>> START Records for this task

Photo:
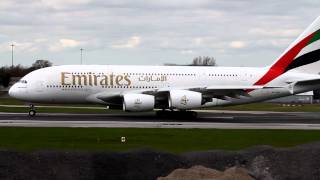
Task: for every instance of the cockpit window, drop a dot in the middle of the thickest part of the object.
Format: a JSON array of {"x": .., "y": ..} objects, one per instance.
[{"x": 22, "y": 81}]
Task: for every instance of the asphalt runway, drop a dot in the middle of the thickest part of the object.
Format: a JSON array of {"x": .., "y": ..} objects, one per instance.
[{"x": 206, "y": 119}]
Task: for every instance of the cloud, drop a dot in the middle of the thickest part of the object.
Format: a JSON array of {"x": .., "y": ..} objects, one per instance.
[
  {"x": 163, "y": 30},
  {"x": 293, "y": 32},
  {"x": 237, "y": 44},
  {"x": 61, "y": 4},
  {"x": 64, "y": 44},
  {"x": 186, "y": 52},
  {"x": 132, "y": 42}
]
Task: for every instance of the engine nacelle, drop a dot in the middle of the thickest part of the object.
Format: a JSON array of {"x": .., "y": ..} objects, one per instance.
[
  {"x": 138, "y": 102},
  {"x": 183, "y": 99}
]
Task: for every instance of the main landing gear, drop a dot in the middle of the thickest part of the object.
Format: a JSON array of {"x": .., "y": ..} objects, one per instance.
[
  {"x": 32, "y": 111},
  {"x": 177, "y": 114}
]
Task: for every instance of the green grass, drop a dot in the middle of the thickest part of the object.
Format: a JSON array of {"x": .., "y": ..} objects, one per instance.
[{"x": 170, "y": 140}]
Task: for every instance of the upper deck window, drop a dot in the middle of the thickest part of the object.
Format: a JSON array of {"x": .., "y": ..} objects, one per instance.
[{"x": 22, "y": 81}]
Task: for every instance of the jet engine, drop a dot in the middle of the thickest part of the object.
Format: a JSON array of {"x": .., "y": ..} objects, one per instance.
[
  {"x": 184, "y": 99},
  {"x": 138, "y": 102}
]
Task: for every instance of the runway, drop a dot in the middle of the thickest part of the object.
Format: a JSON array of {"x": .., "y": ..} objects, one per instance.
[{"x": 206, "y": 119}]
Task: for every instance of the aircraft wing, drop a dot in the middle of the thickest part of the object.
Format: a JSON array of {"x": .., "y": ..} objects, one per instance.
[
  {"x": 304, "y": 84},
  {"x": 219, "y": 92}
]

>> END Records for this task
>> START Records for this task

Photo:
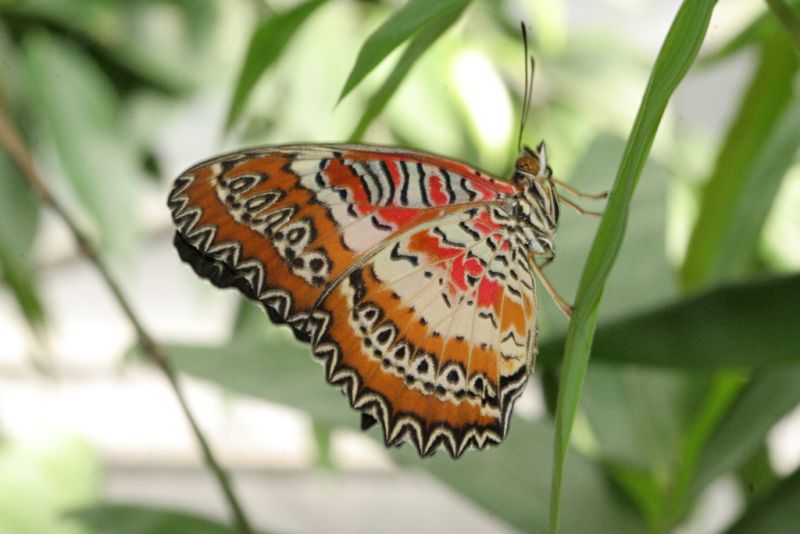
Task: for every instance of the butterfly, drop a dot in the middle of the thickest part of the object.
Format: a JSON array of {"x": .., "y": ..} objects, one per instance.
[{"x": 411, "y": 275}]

>> END Records for this task
>> START Records for this task

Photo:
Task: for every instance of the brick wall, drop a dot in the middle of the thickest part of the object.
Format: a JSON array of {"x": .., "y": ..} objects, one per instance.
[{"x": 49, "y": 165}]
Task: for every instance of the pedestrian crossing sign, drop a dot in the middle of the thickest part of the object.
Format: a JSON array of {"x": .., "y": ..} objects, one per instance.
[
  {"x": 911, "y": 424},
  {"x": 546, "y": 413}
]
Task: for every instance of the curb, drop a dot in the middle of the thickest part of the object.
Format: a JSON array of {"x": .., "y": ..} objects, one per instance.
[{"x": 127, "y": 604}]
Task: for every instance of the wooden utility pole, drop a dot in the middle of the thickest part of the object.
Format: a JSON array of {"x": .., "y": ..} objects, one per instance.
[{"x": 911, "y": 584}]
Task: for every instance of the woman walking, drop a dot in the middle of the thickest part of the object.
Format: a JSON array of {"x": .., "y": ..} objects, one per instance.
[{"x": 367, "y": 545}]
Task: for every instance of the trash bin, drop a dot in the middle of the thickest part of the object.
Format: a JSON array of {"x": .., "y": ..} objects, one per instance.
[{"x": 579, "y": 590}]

>> END Records for this task

-- The exercise --
Count the lines in the data above that contain the string "engine", matching case exactly, and give only the number.

-- Right answer --
2